> Task
All of the data, except its images, should be set down exactly as it appears.

(Region pointing data)
#####
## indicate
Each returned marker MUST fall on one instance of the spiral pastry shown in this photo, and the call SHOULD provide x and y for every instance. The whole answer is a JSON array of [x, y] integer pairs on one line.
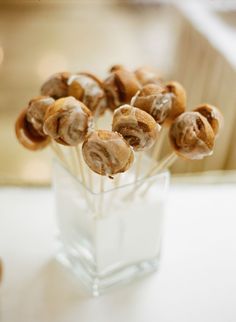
[[36, 112], [87, 88], [56, 86], [147, 75], [120, 87], [107, 153], [178, 100], [68, 121], [192, 136], [155, 100], [213, 116], [137, 127], [27, 135]]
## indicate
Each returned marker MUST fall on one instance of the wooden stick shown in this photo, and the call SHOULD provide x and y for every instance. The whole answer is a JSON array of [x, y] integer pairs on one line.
[[163, 164], [159, 144], [79, 159], [81, 168], [138, 165], [60, 154], [100, 205]]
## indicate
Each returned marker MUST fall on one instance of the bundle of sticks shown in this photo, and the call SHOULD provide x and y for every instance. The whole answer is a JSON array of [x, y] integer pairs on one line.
[[143, 107]]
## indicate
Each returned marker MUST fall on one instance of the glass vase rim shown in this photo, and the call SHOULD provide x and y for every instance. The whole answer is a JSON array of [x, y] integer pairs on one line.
[[164, 173]]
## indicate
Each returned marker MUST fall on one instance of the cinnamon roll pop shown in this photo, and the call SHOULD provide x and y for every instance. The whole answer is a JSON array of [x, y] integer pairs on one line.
[[213, 116], [120, 87], [107, 153], [192, 136], [29, 124], [155, 100], [68, 121], [137, 127], [56, 85]]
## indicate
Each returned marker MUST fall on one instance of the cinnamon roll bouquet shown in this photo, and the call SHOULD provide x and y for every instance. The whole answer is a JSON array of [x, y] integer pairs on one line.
[[143, 108]]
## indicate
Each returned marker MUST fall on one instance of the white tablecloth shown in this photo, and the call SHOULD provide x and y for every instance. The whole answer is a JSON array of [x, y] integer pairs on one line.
[[196, 281]]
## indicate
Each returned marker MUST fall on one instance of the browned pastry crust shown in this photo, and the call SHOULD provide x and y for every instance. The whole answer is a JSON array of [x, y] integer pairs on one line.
[[56, 85], [88, 89], [1, 270], [137, 127], [27, 135], [107, 153], [155, 100], [213, 116], [178, 100], [36, 112], [120, 87], [192, 136], [147, 75], [116, 67], [68, 121]]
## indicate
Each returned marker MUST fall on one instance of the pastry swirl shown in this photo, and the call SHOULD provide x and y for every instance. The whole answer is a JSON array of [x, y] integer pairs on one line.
[[107, 153], [137, 127], [68, 121], [147, 75], [88, 89], [36, 112], [120, 87], [56, 85], [192, 136], [155, 100], [213, 116], [27, 135]]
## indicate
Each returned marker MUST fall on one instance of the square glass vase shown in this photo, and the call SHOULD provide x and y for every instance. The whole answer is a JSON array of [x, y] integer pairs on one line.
[[109, 230]]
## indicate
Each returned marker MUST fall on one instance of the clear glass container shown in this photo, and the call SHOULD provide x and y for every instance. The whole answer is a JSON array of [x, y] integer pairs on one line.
[[109, 229]]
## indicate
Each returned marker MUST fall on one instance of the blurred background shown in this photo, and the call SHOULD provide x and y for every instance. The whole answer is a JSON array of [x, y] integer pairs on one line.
[[192, 42]]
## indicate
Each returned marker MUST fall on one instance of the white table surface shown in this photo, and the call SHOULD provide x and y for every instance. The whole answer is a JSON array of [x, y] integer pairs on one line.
[[196, 281]]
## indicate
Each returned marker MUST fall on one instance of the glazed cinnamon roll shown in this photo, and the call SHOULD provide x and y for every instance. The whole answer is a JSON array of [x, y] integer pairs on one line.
[[107, 153], [56, 86], [137, 127], [116, 67], [120, 87], [36, 112], [192, 136], [88, 89], [68, 121], [178, 100], [213, 116], [147, 75], [155, 100], [27, 135]]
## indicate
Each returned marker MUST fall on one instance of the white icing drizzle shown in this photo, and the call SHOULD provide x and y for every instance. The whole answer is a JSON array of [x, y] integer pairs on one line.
[[161, 106], [107, 156], [126, 122], [72, 121]]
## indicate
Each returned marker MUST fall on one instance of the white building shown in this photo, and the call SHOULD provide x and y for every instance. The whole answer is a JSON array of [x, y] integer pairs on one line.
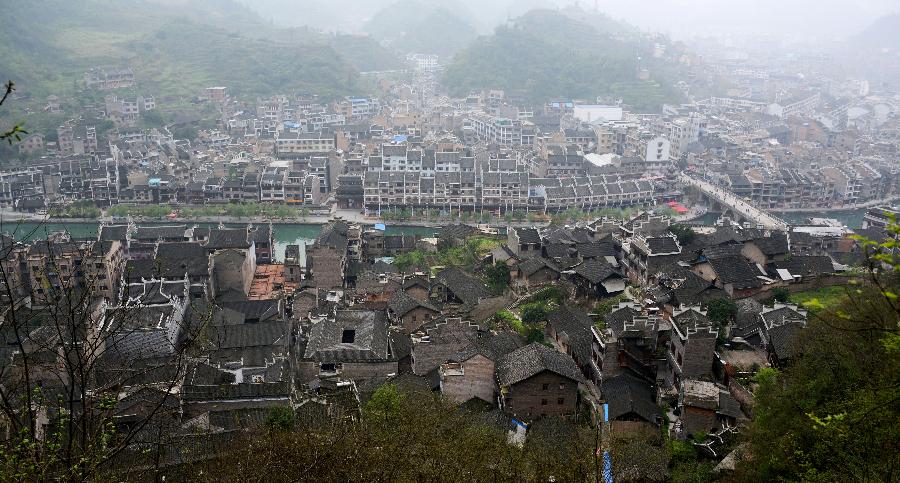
[[597, 114]]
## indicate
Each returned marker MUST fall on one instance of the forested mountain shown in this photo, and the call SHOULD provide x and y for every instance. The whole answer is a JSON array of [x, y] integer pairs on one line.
[[546, 54], [884, 33], [176, 47]]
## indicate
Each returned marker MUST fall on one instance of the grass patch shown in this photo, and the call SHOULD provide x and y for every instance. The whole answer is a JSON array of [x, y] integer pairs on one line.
[[825, 298]]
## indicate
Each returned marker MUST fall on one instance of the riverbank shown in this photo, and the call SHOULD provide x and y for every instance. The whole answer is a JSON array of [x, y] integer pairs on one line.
[[861, 206]]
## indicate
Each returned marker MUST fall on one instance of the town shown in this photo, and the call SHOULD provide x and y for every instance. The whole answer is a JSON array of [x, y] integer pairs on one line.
[[576, 260]]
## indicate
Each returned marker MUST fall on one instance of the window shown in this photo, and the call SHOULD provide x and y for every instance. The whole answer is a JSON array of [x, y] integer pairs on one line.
[[348, 336]]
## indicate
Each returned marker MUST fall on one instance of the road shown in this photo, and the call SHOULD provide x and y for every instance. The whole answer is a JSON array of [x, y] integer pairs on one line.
[[725, 197]]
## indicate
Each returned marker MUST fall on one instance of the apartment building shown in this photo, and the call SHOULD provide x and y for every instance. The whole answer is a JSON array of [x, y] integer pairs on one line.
[[295, 144], [803, 105], [847, 183], [501, 130]]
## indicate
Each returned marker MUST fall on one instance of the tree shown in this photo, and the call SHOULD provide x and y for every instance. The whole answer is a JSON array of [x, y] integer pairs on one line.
[[832, 414], [498, 277], [534, 313], [685, 234], [14, 133]]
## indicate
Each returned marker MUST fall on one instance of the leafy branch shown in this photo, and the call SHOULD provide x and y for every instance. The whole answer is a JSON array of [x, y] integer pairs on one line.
[[14, 134]]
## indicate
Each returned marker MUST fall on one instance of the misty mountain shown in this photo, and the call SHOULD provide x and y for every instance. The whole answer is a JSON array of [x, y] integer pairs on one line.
[[424, 26], [324, 15], [177, 47], [546, 54], [884, 33]]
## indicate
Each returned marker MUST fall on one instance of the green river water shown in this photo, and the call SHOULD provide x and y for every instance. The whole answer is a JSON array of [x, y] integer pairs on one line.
[[285, 234]]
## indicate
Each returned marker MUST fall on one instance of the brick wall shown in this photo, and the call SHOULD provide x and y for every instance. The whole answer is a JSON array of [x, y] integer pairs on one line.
[[541, 395], [476, 381]]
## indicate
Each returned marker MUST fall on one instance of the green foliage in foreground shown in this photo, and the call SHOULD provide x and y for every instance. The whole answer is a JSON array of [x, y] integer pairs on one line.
[[411, 435], [832, 414], [827, 298]]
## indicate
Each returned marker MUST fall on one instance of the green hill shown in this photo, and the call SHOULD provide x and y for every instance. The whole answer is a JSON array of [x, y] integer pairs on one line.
[[424, 26], [176, 47], [884, 33], [546, 54]]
#####
> Written answer
## indicate
Each returned marker MUST fall on one instance of the spiral pastry shown in this photo, and the call SHOULD provide x and y for every instance. The whole answer is a JSON array of [x, y] integer pairs on one line.
[[36, 112], [87, 88], [56, 86], [147, 75], [120, 87], [107, 153], [178, 100], [68, 121], [192, 136], [155, 100], [213, 116], [137, 127], [27, 135]]
## indicate
Each returned marker MUST fall on one instance of the wooden stick shown in this photo, and the call SHOULD provide x and y for every instance. The whole answer is a JSON array of [x, y] integer pairs on one line.
[[163, 164], [159, 144], [79, 159], [81, 168], [138, 165], [60, 154], [100, 205]]
## indicate
Each returned marker MUST fall on one instance of the bundle of sticks shown in this photo, and the call SHOULD provide x and y for every instance. The whole answer is a JSON array of [x, y] integer pairs on one line.
[[143, 107]]
## indicate
Each returned marker MUST fall on one instance of the glass vase rim shown in this photo, and the call SHOULD provide x and y for every instance. The whole answer is a JSON array of [x, y] integer pairs on one line.
[[164, 173]]
## indicate
Each returned marker MUST fall on one instance of the cinnamon roll pop shown in this photo, and the call SHOULD provide x and y for every instance. The whole answer is a JSON array of [x, y] integer pairs on one line.
[[213, 116], [120, 87], [107, 153], [192, 136], [29, 124], [155, 100], [68, 121], [137, 127], [56, 85]]
## indicate
Each returned marker MUST fall on one instance of the cinnamon roll bouquet shown in this photo, and the call SHOULD provide x and y for every instance. The whole answer is a JSON array of [x, y] integer pairs on one line.
[[143, 108]]
## indicate
Each returned marker MUST fall on one instance of the white tablecloth shown in this photo, and the call SHOULD provide x and y for every instance. The whole answer is a JSON array of [x, y] integer pairs on one line.
[[196, 281]]
## indicate
Each returned marker MUST fall on one instance of the browned pastry crust shown in this photo, and the call SHOULD provide x and y for every instance. The whole answer is a JSON array of [x, y] integer pairs on one line.
[[56, 85], [88, 89], [1, 270], [137, 127], [27, 135], [107, 153], [155, 100], [213, 116], [178, 100], [36, 112], [120, 87], [192, 136], [147, 75], [116, 67], [68, 121]]
## indicate
Each returned marker MUST fall on one instance of the pastry swirl shown in this photo, and the call SHOULD provide x and y for every instance. The whole answer is a JSON array of [x, y] integer pairs on one line.
[[107, 153], [137, 127], [68, 121], [147, 75], [88, 89], [36, 112], [120, 87], [56, 85], [192, 136], [155, 100], [213, 116], [27, 135]]
## indicate
Each returned marker MUST fall on one instance of the square glass vase shown in this photo, and the call SHOULD provide x and y for every instance. The whole answer is a JSON array of [x, y] integer pairs on one line.
[[109, 230]]
## indicate
Each returned marker MUST fall on one instance of the clear glass container shown in this photo, and the call SHOULD provide x and y for every instance. The whole answer is a JSON array of [x, y] integer pairs on one line.
[[109, 229]]
## indicate
Each returned marker MUST fall on one instance of the blurred background shown in this photo, and the call SHOULD provide x and y for every instance. The whole answer is a JSON array of [x, y] integer pairs on one line.
[[192, 42]]
## indicate
Each returned marker MUST fall on one instance of the white table surface shown in this photo, and the call SHOULD provide x and y for every instance. The whole answer is a JSON array of [x, y] integer pairs on one line.
[[196, 281]]
## indicate
Each returned marker MUST fall on one instance of the glazed cinnamon roll shown in this photo, and the call SHOULD provide x and y for every instance. The whole answer is a JSON array of [x, y] integer pairs on one line.
[[107, 153], [56, 86], [137, 127], [116, 67], [120, 87], [36, 112], [192, 136], [88, 89], [68, 121], [178, 100], [213, 116], [147, 75], [155, 100], [27, 135]]
## indicate
Each returned marker MUST fall on one instance of the white icing drizzle shown in this photo, and the call SHOULD provide x and y for every instance. The whole answer is a JSON array of [x, y] integer pairs on one line.
[[161, 106], [107, 156], [126, 122], [72, 121]]
## indicate
Each returned marker MUST fall on one instance of the white building shown in this photo, and the call SHOULD provide x and y for every instance. The whole answer is a JSON array of [x, y] integer pairs on one line.
[[597, 114]]
## indicate
Each returned marker MUST fall on one instance of the forested mountain shown in this photo, and the call SHOULD provide x and y for every instance. The whole answer is a JSON array of [x, y] integer pairs on one line.
[[546, 54], [884, 33], [176, 47]]
## indicate
Each returned marker MUST fall on one instance of the grass patch shown in this photo, and the call SHOULD provide x and y for every instance. The whole answer is a JSON array of [x, y] integer pairs on one line.
[[825, 298]]
## indicate
Each returned marker MUST fall on one instance of the riverbank shown in this photo, and the call SHOULD provide x and y for every instance. The whole answer is a JSON array of [x, y] integer pairs on one line.
[[861, 206]]
## indicate
Each returned marker MUST fall on one instance of the town shown in this photo, and the call SHOULD provide x and y for every instance. The whole answer is a JSON array of [x, y] integer pairs on one line.
[[576, 260]]
## indicate
Each returned marker MUST fall on one instance of the window shown in this photo, and the call SHOULD provide x and y for every instance. The whole answer is a JSON array of [x, y] integer pairs on one line.
[[348, 336]]
## indicate
Each returned marker MUST fall on one instance of the road shown in this photo, and the call SHOULD provide x and y for every instance. The whole answer is a JSON array of [x, y] integer pairs on one line.
[[725, 197]]
## indicate
Each returned marker MUST fall on one instance of the apartment building shown in this photo, and the call SHOULD provide x and y for every instance. The whole answer is a JSON array of [x, y] integer pairs on one line.
[[295, 144], [803, 105], [847, 183], [501, 130]]
## indicate
Each returned marker MUST fall on one instance of the tree shown in this photo, and the call SHOULD provide x and y for every instance. The whole answer is a JSON array of [x, y] integer pairs on one line.
[[832, 414], [498, 277], [534, 313], [685, 234], [14, 133]]
## indicate
Each returned marker MUST fall on one instance of the leafy branch shown in this photo, and the call SHOULD provide x and y for every instance. The whole answer is a JSON array of [x, y] integer pairs on one line.
[[14, 134]]
## indicate
Each returned marker MUST fall on one instance of the misty mountain shown in this photo, and the call SHOULD provide x and y for every instance. The whole answer is a JSON array of [x, y] integer pairs on one line.
[[424, 26], [324, 15], [177, 47], [546, 54], [884, 33]]
## indicate
Each returned marker MUST fall on one instance of the green river water shown in this photo, and the call SHOULD provide x and y for every instance. The whole answer is a JSON array of [x, y] integer pairs on one line.
[[285, 234]]
## indicate
Each returned marker MUST fall on one instance of the brick wall shown in this photo, and the call SHOULD provide x and y for every instance. The whole answer is a JSON array of [x, y] integer pairs on one line.
[[541, 395], [476, 381]]
## indicate
Each returned marker MUST fall on one instance of the green foliage in foreground shown in this photo, and the call SHOULD provide x and y for every instance. The whole answer is a JSON array of [x, y] integer pairs on one line.
[[411, 435], [832, 414], [827, 298]]
## indicate
Each returned marker MUST fall on one instance of the green hill shown in this photo, and the call SHOULD provide x and y for every instance. The whole answer is a JSON array of [x, y] integer pairs on one line.
[[424, 26], [176, 47], [884, 33], [546, 54]]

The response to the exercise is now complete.